● **Task statement**
Pick out each line in the entries below that contains the string "tram", counting uppercase and lowercase as different, and copy those lines without changes.
◇ ◇ ◇ ◇ ◇ ◇ ◇
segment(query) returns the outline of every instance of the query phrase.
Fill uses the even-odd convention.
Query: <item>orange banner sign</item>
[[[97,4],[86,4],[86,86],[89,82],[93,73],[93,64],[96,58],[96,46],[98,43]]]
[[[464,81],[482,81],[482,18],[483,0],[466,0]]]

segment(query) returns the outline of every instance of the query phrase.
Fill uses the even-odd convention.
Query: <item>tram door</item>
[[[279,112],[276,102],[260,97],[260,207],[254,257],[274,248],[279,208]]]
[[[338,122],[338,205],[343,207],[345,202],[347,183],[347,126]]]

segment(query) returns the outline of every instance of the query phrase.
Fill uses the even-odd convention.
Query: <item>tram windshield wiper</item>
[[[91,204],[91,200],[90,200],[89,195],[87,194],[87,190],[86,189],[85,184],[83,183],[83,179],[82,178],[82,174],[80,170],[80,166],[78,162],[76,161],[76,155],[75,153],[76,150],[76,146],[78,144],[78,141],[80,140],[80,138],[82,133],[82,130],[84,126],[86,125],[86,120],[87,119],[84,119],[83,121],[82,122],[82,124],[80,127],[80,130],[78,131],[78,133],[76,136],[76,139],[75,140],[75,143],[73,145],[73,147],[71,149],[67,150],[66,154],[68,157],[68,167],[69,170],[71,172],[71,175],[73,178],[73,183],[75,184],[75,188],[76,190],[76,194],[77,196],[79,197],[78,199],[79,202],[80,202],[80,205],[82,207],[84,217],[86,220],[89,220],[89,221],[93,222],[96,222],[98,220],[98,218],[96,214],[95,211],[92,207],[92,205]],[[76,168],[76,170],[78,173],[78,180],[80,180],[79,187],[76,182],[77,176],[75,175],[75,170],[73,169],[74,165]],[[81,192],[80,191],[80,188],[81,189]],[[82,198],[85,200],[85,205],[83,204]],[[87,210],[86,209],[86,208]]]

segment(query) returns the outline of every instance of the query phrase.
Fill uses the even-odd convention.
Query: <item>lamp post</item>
◇ ◇ ◇ ◇ ◇ ◇ ◇
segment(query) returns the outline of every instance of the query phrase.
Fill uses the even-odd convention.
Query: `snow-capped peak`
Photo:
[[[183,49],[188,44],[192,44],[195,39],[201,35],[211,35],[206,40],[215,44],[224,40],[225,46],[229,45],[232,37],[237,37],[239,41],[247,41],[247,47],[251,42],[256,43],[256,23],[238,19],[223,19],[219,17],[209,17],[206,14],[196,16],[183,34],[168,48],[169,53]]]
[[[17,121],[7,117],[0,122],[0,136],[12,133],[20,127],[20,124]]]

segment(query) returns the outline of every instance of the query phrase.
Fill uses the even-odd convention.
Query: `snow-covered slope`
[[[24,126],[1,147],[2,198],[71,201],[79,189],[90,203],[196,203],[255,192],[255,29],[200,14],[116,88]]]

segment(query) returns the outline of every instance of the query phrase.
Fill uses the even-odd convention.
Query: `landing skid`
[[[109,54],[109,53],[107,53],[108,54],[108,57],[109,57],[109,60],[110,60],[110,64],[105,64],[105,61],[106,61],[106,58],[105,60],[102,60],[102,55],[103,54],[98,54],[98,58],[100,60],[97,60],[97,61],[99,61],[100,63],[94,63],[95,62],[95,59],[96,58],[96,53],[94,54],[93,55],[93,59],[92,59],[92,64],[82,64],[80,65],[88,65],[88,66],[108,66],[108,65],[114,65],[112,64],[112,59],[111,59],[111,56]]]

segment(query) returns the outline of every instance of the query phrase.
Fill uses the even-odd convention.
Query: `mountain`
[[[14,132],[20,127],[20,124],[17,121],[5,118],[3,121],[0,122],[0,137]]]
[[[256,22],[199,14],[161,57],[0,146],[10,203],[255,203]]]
◇ ◇ ◇ ◇ ◇ ◇ ◇
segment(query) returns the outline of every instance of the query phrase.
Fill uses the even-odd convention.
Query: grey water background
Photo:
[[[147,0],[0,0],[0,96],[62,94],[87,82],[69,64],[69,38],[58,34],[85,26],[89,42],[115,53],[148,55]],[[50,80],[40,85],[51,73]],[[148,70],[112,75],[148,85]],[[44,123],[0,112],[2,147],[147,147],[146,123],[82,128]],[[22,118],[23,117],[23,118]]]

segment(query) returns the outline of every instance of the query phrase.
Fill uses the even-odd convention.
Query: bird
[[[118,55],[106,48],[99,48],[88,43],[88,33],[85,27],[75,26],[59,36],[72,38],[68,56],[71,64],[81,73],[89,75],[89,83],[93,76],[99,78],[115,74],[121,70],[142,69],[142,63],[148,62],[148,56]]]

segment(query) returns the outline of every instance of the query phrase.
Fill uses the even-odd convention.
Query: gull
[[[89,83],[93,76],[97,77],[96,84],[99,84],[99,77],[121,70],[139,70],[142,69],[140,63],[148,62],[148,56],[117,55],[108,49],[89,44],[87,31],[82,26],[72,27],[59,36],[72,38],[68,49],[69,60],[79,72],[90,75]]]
◇ ◇ ◇ ◇ ◇ ◇ ◇
● **Written reply**
Query: <item>tram door</item>
Query: <item>tram windshield wiper</item>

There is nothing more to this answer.